● EXTRACTED TEXT

One-Stop or One More Stop?: Syed Akhtar Mahmood discusses deregulation and institutional reform
On the latest episode of Zero Sum Game, a flagship show of The Business Standard hosted by its Executive Editor Shakhawat Liton, former Lead Private Sector Specialist at the World Bank Group Syed Akhtar Mahmood dissects the deregulation proposals in the latest budget and explains why cosmetic changes to the civil service are no longer sufficient. Below is an abridged transcription of the interview.
What is your initial assessment of the budget's deregulation proposals?
The shift from "red tape" to "white tape" during the Ershad era proved that changing the colour of a ribbon does not diminish the tyranny of the file. The current budget proposes a "One-Stop Shop" to digitise permits and licences, aiming to reduce the number of steps and the time required for approvals.
While these digital intentions are laudable, they often fail to address the underlying regulatory burden; without genuine reform, a One-Stop Shop frequently morphs into a "One More Stop Shop" or even a "Full Stop Shop".
Why does the bureaucracy consistently create such complex hurdles for businesses?
It is an inherent, global characteristic of bureaucracy that its primary instinct is to control. This is driven partly by incentives for rent-seeking, but also by a sincere, albeit misguided, belief that without stringent control, the economy or society will fall into chaos.
Over time, these regulations accumulate; the rule book in Bangladesh today is vastly more congested than it was 30 years ago because control mechanisms naturally build upon themselves.
This results in a negative-sum game where public welfare is not protected, yet businesses are persistently harassed.

● RECORDS SHOWN
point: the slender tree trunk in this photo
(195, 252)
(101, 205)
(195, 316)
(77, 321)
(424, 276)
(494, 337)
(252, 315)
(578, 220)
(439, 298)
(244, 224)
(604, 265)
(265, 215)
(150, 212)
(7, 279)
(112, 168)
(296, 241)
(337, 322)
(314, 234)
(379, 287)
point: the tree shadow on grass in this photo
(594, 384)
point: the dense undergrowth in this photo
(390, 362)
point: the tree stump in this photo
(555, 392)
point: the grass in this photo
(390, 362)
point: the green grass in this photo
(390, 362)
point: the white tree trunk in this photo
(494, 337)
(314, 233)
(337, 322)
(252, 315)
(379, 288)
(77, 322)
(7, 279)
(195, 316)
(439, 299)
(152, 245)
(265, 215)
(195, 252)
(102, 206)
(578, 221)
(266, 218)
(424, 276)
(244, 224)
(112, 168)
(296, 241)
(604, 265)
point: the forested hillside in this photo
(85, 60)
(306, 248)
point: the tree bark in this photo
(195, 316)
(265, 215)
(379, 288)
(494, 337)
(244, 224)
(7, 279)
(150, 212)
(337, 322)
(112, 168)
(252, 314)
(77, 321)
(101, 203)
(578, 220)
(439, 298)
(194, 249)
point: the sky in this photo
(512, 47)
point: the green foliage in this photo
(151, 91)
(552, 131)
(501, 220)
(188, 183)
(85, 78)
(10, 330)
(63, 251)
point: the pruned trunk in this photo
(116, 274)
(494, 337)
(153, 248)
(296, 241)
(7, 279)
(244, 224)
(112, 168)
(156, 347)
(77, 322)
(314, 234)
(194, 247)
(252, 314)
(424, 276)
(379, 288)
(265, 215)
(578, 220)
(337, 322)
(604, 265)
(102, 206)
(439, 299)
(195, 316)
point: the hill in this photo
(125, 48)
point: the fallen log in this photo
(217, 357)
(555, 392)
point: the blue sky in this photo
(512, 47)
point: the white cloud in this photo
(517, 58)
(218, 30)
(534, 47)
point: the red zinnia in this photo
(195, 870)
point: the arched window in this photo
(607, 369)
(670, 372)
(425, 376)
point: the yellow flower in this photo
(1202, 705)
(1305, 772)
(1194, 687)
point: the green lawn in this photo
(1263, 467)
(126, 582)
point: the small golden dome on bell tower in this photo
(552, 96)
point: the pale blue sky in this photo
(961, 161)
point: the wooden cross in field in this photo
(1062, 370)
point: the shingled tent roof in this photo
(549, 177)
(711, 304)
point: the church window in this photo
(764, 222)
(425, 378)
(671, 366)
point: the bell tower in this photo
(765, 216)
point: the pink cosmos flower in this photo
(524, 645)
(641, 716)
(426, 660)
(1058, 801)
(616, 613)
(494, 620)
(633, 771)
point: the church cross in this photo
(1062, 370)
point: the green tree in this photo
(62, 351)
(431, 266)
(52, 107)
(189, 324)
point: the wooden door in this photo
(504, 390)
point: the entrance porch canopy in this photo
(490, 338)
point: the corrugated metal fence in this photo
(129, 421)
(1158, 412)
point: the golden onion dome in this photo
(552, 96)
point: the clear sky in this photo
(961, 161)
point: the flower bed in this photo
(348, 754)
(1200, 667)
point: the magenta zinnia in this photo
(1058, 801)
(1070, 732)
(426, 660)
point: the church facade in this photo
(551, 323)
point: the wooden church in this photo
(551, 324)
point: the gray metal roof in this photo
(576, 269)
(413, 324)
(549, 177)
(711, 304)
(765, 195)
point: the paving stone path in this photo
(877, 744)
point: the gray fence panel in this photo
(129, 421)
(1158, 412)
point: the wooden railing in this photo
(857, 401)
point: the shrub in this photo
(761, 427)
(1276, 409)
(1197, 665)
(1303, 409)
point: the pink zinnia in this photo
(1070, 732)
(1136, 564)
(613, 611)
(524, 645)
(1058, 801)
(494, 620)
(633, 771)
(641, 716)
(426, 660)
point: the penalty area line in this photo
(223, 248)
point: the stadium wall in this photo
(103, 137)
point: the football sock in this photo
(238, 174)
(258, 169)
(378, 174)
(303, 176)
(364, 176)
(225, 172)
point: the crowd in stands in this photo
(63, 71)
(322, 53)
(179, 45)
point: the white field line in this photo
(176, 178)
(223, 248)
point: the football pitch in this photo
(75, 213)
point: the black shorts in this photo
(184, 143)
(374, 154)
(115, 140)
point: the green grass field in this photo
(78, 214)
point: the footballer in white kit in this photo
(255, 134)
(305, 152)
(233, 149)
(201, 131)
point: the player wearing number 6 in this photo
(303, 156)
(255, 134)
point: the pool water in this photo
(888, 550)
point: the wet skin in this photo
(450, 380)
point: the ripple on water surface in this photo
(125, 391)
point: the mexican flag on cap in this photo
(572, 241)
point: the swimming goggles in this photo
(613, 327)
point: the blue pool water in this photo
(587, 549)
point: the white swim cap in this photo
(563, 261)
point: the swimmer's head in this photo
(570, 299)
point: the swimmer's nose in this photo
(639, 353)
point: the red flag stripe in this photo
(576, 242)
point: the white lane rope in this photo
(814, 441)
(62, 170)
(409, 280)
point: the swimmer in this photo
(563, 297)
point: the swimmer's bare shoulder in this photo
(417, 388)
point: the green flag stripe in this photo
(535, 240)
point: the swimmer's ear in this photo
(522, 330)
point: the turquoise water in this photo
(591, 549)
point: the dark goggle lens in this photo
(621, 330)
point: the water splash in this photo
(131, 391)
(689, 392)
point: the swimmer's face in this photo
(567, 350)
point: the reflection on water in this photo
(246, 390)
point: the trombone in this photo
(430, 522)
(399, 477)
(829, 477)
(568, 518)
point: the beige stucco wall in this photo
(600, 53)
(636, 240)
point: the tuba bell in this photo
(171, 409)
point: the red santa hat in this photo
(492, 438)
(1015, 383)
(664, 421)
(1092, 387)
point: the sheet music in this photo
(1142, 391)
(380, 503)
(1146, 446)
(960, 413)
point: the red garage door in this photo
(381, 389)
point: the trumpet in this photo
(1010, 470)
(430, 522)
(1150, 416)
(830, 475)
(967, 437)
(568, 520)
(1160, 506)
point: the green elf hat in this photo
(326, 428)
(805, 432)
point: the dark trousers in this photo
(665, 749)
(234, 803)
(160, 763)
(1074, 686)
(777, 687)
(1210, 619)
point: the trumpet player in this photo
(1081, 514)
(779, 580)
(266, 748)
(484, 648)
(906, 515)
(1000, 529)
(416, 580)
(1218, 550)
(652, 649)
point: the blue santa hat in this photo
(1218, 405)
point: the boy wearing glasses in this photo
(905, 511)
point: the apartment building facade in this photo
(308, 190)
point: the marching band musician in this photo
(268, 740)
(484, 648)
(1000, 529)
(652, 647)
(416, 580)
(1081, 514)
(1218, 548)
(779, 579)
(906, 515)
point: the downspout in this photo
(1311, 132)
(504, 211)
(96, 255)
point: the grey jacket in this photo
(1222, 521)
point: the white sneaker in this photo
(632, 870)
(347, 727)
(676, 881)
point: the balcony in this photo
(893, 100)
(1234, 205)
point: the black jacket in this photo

● REQUIRED WORK
• a. For each statement, say whether it agrees with the interview on deregulation. Answer yes or no, and quote the deciding words from that interview. (i) The budget proposes a "One-Stop Shop" to digitise permits and licences. (ii) The rule book in Bangladesh is less congested today than it was 30 years ago. (iii) The bureaucracy's instinct to control is driven partly by incentives for rent-seeking.
• b. Gather every line of the records that contains the string "black". Case counts.
The text and the records come from different sources.

● EXPECTED OUTPUTS
• a.
(i) Yes: "The current budget proposes a "One-Stop Shop" to digitise permits and licences"
(ii) No: "the rule book in Bangladesh today is vastly more congested than it was 30 years ago"
(iii) Yes: "This is driven partly by incentives for rent-seeking"

• b.
point: the black shorts in this photo
point: the black jacket in this photo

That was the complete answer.